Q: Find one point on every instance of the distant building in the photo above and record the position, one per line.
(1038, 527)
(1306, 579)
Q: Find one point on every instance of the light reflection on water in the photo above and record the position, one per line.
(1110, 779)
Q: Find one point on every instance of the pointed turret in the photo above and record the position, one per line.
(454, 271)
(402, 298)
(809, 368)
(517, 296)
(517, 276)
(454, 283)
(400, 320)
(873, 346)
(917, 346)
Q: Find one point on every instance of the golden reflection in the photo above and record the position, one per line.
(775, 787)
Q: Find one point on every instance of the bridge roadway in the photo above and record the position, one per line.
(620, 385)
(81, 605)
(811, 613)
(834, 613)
•••••
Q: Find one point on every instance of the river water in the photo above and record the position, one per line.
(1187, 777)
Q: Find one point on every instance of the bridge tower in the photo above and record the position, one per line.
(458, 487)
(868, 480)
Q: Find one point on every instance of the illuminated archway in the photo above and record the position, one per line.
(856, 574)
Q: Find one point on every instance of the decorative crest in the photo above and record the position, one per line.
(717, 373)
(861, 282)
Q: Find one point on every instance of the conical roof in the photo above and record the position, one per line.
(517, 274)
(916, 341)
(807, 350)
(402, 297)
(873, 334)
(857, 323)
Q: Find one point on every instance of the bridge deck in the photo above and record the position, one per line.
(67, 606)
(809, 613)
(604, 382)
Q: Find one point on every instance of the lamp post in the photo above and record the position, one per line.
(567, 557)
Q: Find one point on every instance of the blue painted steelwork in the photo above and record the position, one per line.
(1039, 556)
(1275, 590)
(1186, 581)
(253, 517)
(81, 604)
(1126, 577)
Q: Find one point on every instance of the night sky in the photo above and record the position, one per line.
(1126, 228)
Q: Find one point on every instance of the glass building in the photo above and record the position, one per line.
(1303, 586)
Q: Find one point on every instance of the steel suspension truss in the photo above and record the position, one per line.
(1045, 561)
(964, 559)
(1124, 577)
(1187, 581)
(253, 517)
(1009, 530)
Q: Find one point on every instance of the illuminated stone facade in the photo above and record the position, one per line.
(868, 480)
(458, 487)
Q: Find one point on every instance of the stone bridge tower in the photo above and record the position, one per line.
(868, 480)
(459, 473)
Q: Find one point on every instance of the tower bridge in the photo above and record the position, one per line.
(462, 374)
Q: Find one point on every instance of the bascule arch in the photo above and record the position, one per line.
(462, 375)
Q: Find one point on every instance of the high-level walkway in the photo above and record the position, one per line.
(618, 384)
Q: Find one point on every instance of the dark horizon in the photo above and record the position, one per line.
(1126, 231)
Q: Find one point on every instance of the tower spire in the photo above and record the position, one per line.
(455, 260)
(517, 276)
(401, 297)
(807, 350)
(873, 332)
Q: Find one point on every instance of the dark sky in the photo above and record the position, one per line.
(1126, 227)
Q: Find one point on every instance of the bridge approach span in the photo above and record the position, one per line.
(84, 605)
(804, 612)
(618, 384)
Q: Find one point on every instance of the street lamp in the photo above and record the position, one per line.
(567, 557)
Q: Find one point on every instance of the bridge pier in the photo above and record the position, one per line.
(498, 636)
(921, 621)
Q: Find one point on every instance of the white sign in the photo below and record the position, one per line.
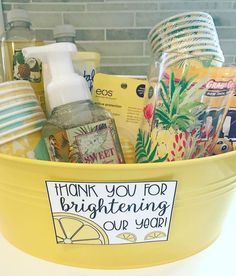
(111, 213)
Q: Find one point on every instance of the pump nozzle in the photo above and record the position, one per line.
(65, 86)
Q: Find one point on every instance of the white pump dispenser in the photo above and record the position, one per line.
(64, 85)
•••••
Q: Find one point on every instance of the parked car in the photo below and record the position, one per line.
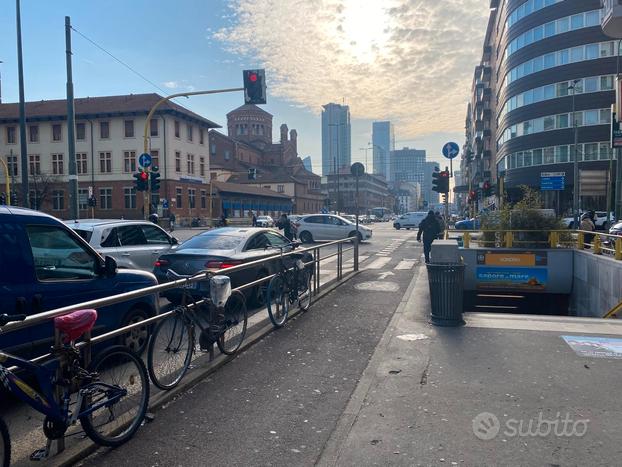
•••••
*Task description*: Write out the lines of the listing above word for word, starting at the line that contains "Q: Find one point on every instance of the bridge tower" and ending at the line that contains "(1303, 586)", with both of those lines included.

*Task answer*:
Q: Find one point on every instance of the bridge tower in the photo above and record the position, one per line.
(458, 487)
(868, 480)
Q: Find one point on every instance of the illuminated archway in the photo above and record the position, one per line.
(856, 574)
Q: Find one point on every instance of the decorative crest in the photo above and record the position, one per line.
(717, 373)
(861, 282)
Q: Find one point on every instance of the conical roof in the photo above and record the position, one per line.
(517, 274)
(916, 341)
(807, 350)
(402, 297)
(873, 334)
(857, 323)
Q: Find one point on every instance of the bridge deck in the photo above and record the position, one per line.
(67, 606)
(809, 613)
(604, 382)
Q: Find one point on every instance of the lamp post in the photo above and record the position, one per line.
(567, 557)
Q: Find one point on every instance of the blue painted steelwork in the photo above and record the position, one per line.
(1039, 556)
(1275, 590)
(1186, 581)
(253, 517)
(81, 604)
(1126, 577)
Q: Find one point on every instance of the night sky in the photo above and record the position, one per line.
(1126, 228)
Q: Find one point on every instance of the glass building in the photo above and record the position, one per line.
(1303, 586)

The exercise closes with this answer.